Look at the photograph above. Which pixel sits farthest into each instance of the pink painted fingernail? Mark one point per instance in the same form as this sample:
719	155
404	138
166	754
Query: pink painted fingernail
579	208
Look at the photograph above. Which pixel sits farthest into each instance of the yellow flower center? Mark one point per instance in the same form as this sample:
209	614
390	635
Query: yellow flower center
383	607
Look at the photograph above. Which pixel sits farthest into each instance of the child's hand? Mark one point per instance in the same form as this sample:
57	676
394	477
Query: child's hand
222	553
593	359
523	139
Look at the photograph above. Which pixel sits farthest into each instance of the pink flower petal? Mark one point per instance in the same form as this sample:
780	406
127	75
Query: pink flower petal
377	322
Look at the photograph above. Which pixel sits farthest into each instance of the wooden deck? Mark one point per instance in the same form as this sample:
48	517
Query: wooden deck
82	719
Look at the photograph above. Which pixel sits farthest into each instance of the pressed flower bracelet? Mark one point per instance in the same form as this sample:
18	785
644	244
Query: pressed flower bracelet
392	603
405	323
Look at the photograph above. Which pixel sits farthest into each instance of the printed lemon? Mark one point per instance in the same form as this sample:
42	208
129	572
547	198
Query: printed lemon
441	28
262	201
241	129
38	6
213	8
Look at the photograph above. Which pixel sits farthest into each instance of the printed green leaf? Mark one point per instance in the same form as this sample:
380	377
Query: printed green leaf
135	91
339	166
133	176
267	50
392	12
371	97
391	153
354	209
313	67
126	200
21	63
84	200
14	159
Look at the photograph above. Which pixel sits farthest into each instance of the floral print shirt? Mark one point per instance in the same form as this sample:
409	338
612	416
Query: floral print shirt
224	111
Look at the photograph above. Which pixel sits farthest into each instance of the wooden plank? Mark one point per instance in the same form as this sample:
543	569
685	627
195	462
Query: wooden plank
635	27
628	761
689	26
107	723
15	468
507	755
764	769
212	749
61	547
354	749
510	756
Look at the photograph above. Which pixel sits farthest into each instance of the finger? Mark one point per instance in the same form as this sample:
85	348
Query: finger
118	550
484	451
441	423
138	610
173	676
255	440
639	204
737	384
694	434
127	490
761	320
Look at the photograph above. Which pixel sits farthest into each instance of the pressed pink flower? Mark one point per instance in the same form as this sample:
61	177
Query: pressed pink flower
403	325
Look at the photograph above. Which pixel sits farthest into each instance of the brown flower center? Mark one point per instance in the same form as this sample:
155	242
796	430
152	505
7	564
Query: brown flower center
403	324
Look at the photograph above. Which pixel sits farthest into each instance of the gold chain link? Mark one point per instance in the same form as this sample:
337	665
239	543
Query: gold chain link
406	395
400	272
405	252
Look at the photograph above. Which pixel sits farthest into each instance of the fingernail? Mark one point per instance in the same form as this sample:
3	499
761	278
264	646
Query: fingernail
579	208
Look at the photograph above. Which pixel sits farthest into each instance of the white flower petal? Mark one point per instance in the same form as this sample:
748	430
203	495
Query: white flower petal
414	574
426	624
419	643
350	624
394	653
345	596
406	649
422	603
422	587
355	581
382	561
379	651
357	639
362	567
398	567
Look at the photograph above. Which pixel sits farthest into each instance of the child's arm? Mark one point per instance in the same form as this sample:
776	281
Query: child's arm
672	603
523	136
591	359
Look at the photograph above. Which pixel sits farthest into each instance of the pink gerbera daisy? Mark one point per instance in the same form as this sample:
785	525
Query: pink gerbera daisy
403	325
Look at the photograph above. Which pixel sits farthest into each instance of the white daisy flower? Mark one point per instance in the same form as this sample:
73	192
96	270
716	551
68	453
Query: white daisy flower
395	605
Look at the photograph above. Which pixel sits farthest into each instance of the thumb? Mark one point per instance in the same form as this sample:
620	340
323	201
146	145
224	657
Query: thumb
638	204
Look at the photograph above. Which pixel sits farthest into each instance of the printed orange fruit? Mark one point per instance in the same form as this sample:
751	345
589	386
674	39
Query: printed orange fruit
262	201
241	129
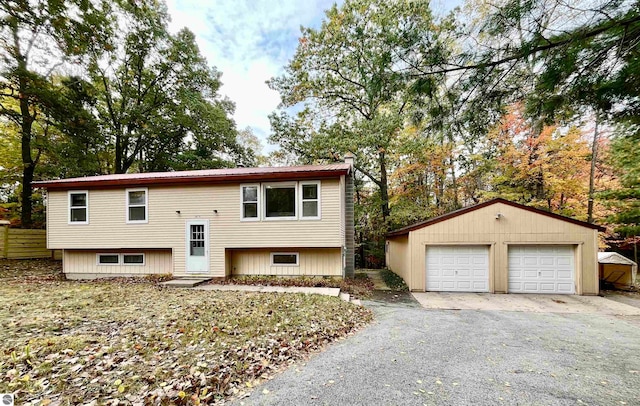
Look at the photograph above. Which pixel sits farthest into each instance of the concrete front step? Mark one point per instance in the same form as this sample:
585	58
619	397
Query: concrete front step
277	289
185	282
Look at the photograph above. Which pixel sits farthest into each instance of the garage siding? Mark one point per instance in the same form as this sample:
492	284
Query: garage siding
398	256
515	226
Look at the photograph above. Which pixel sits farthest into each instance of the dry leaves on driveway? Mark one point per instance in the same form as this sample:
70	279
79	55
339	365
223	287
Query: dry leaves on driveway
69	342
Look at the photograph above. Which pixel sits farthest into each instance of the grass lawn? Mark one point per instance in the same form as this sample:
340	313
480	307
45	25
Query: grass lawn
70	342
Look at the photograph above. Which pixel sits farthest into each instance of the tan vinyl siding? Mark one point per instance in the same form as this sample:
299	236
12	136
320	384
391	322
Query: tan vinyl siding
311	262
398	256
78	263
18	243
107	226
516	226
342	208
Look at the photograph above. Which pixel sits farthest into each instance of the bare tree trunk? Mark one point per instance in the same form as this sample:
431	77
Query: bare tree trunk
454	184
384	187
119	154
26	127
592	173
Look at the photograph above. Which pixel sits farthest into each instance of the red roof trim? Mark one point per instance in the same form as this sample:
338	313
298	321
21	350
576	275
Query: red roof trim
447	216
198	177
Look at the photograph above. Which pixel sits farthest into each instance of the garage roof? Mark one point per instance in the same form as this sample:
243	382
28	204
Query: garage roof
434	220
614	258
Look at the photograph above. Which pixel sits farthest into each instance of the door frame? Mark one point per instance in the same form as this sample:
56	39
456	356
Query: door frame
187	229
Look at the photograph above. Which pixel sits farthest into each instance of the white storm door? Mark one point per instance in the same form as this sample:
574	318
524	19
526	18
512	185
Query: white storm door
541	269
461	268
197	254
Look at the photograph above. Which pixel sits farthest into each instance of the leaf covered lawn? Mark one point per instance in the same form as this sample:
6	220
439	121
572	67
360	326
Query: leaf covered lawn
71	342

----

## [The problem]
Reproduce every item above word for word, including all of their text and numbers. Leave the pictures out of your copy.

## [Completed exercise]
Look at the photograph above. Which pixel sits farthest into each instance of the pink painted fingernail? Mark one point per instance in the same form as this sample:
719	155
404	138
166	754
Query: pink painted fingernail
579	208
Look at the photograph above. Which pixel sits farthest into each instance of the yellow flower center? Mark one point per instance in the same form as this sample:
209	614
390	635
Query: yellow flower center
383	607
Look at the photograph above. Which pixel sits farthest into each instance of the child's hand? Mark one point per instance in the same form as this sample:
57	676
394	477
Query: child's hand
222	553
593	359
523	139
Look at the photograph above. Which pixel sits farthest into each instance of the pink flower petal? Mark one point per instance in the same form as this sample:
780	406
127	75
Query: pink flower petal
377	322
Look at the photograph above. Which pixel sits farthest into each instance of the wooden deck? Mark one point per instance in the same form as this sample:
48	517
Query: wooden deck
82	719
Look at the photograph above. Which pixel sits farthest into each instance of the pressed flower bracelet? Mark one point per instance in the same form as this sample:
18	785
644	244
Query: pressed flower bracelet
392	603
405	323
Look at the photograph above. Which pixel sits farthest into each instance of the printed lemon? Mark one point per instance in the same form as this sample:
42	208
129	572
547	198
Query: printed lemon
441	28
262	201
241	129
38	6
213	8
Look at the photograph above. Which pixel sits farthest into each instance of the printed green leaf? Mark one point per instance in the same form as this sample:
380	377
Query: printed green leaf
135	91
339	166
133	176
267	50
392	12
371	97
391	153
354	209
313	67
126	200
21	63
84	200
14	159
Look at the photograph above. Which pixel sits farthest into each instance of the floral print shirt? Mark one point per instance in the same form as this sample:
409	338
612	416
Query: floral print shirt
224	111
Look at the photograph above. Which pixel sits farthest into each instance of the wooden plank? Mark one point per instance in the same form as this sample:
543	569
685	627
195	462
Query: wooden plank
635	27
628	761
689	26
107	723
15	468
507	755
764	769
212	749
61	547
354	749
510	756
Look at the photograph above. Which pixel sits farthest into each instance of the finger? Mark one point per instance in the same form as this sample:
85	348
Query: finger
118	550
484	451
441	423
138	610
173	676
255	440
639	204
737	384
694	434
127	490
761	320
Look at the photograph above. Which pixel sits farthest into each instance of the pressed pink flower? Mark one point per instance in the same form as this sample:
61	177
Query: pressed pink flower
403	325
Look at the photograph above. Which pixel sits farthest into each instance of the brown flower center? Mark one point per instance in the same form as this sample:
155	242
796	430
152	505
7	564
Query: brown flower center
403	324
Look at the photograph above. Which pixel sits farthest into each instance of the gold chain link? Mark one point per instance in the same form as this sample:
337	665
239	543
Query: gold chain link
406	395
400	272
405	252
Look at the photograph above. Which pixel sits farthest into each instance of the fingernail? Mark one point per instance in the same form as this sample:
3	499
761	278
264	646
Query: fingernail
579	208
Look at the photograph above. Which pixel sits farthest into each instance of the white flower petal? Mark one point per instance in the same form as this sample:
748	430
203	495
Query: white flower petal
414	574
426	624
419	643
350	624
394	653
345	596
406	649
422	603
422	587
355	581
382	561
379	651
357	639
362	567
398	567
Look at the photograph above. Which pixel sits farthest into each instance of the child's arm? Mark one point per instance in the same form as this sample:
776	281
Query: child's arm
672	603
523	136
591	359
Look at the photograph above. Which pixel sits farthest into each instance of the pink gerbera daisy? Mark one point per instance in the same form as this sample:
785	525
Query: pink gerbera daisy
403	325
Look at the photograph above. Which pixel sits farthest into each instance of the white daisy flower? Mark one point per instance in the same form as this sample:
73	192
96	270
716	551
68	453
Query: white daisy flower
395	605
Look at the photograph above. Which pixel sits farthest into each instance of the thumb? Mark one point per instance in the same form as this sample:
620	340
323	201
146	145
224	657
Query: thumb
638	204
Look at the photograph above. Which pixel sits farthest into each instance of the printed orange fruit? Mark one point per instance in the same form as this sample:
751	345
589	386
674	39
Query: printed orange fruit
262	201
241	129
Look at the photograph above. Which pixel sits farthest into each instance of the concrete front step? Mark one point per instance in the same form as this sample:
585	58
619	397
Query: concrete front step
277	289
185	282
Look at the photograph above. Which pixel sits farthest into each instance of the garage siding? Mark one point per instance in the same form as this sample:
492	284
Query: garage siding
398	256
515	226
Look at the photograph above. Which pixel sits farthest into each instance of the dry leaves on driveway? Mark one point per instance in the same form as this sample:
70	279
79	55
339	365
223	287
Query: dry leaves on driveway
69	342
Look at the photograph above. Which pixel sits farthest into each instance of the grass lawn? Mark one point per instance in the same form as this sample:
340	313
480	307
45	25
Query: grass lawn
70	342
Look at the photograph above. Which pixel sits farthest into each instance of the tan vinyl siding? Mark one point per instance in the same form as this sample:
299	236
12	136
320	384
391	322
Query: tan vinyl siding
311	262
398	256
78	263
18	243
107	226
516	226
342	208
Look at the photograph above. Which pixel sits farthest into each instance of the bare tree trunk? Mark one point per instance in the same form as this sample:
431	77
Query: bare tree trunk
454	184
384	187
119	154
26	127
592	173
Look at the photograph above. Which pixel sits farthest into each instance of the red roof trim? Mark one point per instance in the same form as this sample:
338	313
298	321
21	350
576	275
Query: red roof trim
447	216
198	177
Look at the photograph above. Which pixel sits farthest into each instance of the garage roof? Mark one point per instance in the same form as this sample:
243	382
28	204
Query: garage roof
434	220
614	258
Look at the photograph above. Which pixel sits farthest into each instance of the door frame? Mark one point per instance in the same form as this sample:
56	39
456	356
Query: door frame
187	229
Look at the photograph above. Which pixel sits farthest into each instance of the white storm door? Mark one point per instance in the same form as this sample:
574	318
524	19
526	18
512	185
Query: white storm door
541	269
461	268
197	254
Look at the photograph above. Which pixel sits farthest into each instance of the leaf covered lawn? Mark one point per instance in the same form as this sample:
6	220
439	121
572	67
360	326
Query: leaf covered lawn
71	342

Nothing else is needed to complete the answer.